_Given instruction 1:_
In the forum thread, which color does one poster say should have the least attenuation through the atmosphere?
_Given instruction 2:_
Reproduce the stretch of the forum thread from "for information modulation, yes, but" through "it's on or off.".

_Text provided:_
I know a bit about lasers and that but where I can really help you is the electronics side. Using an Arduino it would be simple to modulate a laser beam to send data via morse code. Heck you could even use an arduino to decode and display the info in plain text on an LCD. Let me know


----------



## Steve K (Aug 26, 2011)

there's another thread on light communications over in the flashlight subforum... and the laser comes out looking like a poorer choice.

Steve K.


----------



## bshanahan14rulz (Aug 26, 2011)

for information modulation, yes, but seems to me that for something as simple as morse code, laser should beat LED, right? Because with morse code, who cares if the light becomes incoherent or if the wavefront becomes irregularly distorted? You just have to see if it's on or off.


----------



## SemiMan (Sep 2, 2011)

Talking off the top of my head, so I may be wrong.

Green should have the least attenuation through the atmosphere. It is also the most visible color. That said, if this is daytime? ... then there may be a high green component to compete with.

1M * 1M at 1KM very be a very difficult aim. I would increase the beam size a good factor of 10, but then user binoculars (which will help for aiming the receiver -- your eye), but also greatly increase light gathering.

And last, you could start with a simple wratten filter, but a quality glass filter will be better. Get something that is just going to pass the green from the laser. The narrower the bandpass, the better the signal to noise and the easier to make out the laser. Cheap semi lasers do drift a bit as they warm up, but perhaps if you could get a 5 or 10 nm filter, you would greatly reduce external light ... oh, and an eye cup to keep out stray light.

Semiman


----------



## Ceecy (Feb 7, 2014)

sandnabba said:


> Steve:
> sandnabba rene idéa with my project is that it should be possible to receive the transmission by hand. (Writing down the morse code in the old style way  )
> 
> i really like this idea. It makes the activity accessible by a wide range of people, with minimal planning and setup. I'm imagining a trial of sending a message 300 km in 3 mile (or horizon to horizon) relays. Could i help you try it?


----------

_Excerpted records:_
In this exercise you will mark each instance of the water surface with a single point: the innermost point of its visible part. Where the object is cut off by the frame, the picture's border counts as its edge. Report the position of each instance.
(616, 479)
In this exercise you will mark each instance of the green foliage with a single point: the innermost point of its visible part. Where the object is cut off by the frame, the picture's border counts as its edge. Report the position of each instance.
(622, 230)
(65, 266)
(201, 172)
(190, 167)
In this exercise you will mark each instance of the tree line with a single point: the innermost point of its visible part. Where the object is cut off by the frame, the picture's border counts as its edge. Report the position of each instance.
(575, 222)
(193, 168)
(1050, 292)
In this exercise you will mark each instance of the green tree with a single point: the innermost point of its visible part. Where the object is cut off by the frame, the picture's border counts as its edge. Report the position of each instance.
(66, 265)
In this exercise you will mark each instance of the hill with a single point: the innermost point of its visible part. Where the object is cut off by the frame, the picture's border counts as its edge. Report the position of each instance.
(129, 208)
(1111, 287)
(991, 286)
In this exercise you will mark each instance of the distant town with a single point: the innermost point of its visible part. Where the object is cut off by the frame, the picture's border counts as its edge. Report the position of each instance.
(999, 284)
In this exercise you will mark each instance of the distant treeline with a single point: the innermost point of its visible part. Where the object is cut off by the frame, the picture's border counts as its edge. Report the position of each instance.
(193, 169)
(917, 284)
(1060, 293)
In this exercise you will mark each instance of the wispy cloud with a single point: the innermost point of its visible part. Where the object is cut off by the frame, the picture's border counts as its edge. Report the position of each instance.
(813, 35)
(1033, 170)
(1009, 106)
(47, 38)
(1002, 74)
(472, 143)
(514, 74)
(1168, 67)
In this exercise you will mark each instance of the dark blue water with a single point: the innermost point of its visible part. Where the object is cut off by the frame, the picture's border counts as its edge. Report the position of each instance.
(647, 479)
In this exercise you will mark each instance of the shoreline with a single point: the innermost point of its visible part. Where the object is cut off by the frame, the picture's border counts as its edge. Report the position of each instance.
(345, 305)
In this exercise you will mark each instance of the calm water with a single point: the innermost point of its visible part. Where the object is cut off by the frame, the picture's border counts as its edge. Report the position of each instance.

_Full output 1:_
Green

_Full output 2:_
for information modulation, yes, but seems to me that for something as simple as morse code, laser should beat LED, right? Because with morse code, who cares if the light becomes incoherent or if the wavefront becomes irregularly distorted? You just have to see if it's on or off.